Try it:
Copy each line of the records below that mentions the word "knuckle".

[Collected data]

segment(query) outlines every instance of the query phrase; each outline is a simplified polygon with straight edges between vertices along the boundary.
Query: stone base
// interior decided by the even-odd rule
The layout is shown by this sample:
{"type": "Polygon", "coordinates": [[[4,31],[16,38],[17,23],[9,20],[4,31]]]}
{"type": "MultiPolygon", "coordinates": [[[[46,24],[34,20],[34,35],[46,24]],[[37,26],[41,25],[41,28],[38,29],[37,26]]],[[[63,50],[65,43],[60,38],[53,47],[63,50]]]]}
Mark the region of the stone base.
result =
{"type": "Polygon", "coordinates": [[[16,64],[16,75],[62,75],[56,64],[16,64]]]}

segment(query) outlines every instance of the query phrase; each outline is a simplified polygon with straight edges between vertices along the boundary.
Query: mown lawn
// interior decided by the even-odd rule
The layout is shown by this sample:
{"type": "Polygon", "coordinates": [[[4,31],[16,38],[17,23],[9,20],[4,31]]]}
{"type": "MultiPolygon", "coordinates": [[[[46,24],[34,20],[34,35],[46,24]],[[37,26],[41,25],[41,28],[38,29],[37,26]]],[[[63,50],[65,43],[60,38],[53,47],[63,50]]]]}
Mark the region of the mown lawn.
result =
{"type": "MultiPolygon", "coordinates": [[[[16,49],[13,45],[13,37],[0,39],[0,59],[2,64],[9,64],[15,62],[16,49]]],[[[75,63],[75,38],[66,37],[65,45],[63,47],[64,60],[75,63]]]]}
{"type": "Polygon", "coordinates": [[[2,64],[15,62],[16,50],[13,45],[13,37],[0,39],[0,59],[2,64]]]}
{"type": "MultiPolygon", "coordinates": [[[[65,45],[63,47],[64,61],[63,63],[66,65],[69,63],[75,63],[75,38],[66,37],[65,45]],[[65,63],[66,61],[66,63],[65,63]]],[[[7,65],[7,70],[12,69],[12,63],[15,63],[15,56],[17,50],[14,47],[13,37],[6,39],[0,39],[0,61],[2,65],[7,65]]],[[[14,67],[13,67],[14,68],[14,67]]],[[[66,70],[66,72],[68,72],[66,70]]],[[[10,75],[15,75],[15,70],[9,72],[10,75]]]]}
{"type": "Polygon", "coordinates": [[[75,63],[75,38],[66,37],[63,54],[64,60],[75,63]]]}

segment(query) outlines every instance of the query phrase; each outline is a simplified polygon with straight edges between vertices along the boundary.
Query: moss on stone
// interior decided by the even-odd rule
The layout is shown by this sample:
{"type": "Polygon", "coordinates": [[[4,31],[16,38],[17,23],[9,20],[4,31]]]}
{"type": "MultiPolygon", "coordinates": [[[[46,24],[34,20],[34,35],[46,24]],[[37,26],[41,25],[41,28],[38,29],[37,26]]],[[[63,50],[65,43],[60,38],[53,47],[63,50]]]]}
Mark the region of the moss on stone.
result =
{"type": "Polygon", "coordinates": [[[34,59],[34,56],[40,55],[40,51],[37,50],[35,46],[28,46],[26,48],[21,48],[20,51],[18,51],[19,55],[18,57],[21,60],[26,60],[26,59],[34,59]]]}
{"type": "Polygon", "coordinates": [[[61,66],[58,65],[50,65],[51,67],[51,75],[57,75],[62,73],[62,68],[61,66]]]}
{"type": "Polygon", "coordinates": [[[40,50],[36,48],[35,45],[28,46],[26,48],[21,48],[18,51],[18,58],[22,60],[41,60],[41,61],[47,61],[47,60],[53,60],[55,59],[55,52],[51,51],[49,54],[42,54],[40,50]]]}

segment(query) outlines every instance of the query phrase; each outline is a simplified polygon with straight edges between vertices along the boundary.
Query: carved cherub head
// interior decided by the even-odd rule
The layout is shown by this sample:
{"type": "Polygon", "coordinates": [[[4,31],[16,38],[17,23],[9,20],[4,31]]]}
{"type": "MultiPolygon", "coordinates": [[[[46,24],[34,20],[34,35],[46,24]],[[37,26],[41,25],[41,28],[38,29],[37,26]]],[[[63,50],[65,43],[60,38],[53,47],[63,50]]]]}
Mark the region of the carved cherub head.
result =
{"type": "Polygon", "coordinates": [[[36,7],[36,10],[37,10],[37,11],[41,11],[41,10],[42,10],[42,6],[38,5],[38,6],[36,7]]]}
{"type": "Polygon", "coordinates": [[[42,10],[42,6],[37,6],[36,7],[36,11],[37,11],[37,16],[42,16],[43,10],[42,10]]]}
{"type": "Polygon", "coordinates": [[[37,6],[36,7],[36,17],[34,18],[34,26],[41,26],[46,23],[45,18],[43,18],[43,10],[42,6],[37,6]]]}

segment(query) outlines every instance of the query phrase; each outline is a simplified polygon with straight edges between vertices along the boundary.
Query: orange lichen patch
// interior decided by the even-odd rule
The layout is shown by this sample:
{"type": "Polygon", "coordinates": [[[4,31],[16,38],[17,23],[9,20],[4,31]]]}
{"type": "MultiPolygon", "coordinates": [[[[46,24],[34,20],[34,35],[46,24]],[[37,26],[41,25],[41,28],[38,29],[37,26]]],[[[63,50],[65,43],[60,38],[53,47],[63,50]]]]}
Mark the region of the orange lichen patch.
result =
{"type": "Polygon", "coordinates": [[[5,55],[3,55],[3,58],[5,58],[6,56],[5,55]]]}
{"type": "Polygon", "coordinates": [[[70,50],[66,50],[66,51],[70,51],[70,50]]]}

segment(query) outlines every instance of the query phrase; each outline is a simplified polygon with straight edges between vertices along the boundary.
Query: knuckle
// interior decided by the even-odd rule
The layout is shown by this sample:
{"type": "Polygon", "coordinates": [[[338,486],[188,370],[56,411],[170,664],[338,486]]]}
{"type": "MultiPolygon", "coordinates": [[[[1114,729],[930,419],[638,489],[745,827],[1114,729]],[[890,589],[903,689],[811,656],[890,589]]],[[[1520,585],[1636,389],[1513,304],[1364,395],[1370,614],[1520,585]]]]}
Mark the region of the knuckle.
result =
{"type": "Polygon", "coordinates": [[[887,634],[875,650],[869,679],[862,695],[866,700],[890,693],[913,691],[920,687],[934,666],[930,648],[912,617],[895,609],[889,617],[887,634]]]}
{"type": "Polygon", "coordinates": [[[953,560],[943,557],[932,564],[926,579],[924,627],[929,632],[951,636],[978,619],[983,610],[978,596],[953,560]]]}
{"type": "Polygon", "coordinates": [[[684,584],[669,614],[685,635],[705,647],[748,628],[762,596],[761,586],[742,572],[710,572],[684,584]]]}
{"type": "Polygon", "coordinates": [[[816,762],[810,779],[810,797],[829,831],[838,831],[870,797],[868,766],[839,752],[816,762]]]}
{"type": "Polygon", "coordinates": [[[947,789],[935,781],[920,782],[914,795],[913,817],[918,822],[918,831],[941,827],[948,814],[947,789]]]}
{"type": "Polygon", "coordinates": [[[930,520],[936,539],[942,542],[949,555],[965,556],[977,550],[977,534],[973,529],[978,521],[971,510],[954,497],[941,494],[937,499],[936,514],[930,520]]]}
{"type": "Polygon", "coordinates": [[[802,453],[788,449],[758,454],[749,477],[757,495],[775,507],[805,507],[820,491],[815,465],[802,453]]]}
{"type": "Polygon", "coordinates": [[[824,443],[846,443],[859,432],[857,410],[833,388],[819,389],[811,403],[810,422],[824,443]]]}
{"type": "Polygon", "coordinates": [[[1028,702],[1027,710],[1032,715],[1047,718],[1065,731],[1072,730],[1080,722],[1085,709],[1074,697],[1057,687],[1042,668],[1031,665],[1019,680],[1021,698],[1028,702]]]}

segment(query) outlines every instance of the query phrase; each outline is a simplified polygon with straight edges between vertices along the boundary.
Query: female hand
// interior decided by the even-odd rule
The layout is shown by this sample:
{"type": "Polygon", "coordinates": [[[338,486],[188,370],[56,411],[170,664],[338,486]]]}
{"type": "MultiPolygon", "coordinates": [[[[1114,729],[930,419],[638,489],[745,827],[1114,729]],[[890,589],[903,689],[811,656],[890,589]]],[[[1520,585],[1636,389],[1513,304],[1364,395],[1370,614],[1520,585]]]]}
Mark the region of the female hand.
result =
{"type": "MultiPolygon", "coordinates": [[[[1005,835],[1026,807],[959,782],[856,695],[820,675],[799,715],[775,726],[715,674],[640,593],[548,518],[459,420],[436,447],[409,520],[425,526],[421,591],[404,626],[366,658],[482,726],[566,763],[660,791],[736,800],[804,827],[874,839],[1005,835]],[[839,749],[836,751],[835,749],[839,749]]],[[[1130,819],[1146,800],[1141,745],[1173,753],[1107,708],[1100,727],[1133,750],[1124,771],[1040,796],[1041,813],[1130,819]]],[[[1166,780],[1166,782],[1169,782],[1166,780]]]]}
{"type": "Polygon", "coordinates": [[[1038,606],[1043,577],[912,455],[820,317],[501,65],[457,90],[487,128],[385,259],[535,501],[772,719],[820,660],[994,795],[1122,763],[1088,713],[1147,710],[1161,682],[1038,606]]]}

Solution to the exercise:
Query: knuckle
Mark the region of the knuckle.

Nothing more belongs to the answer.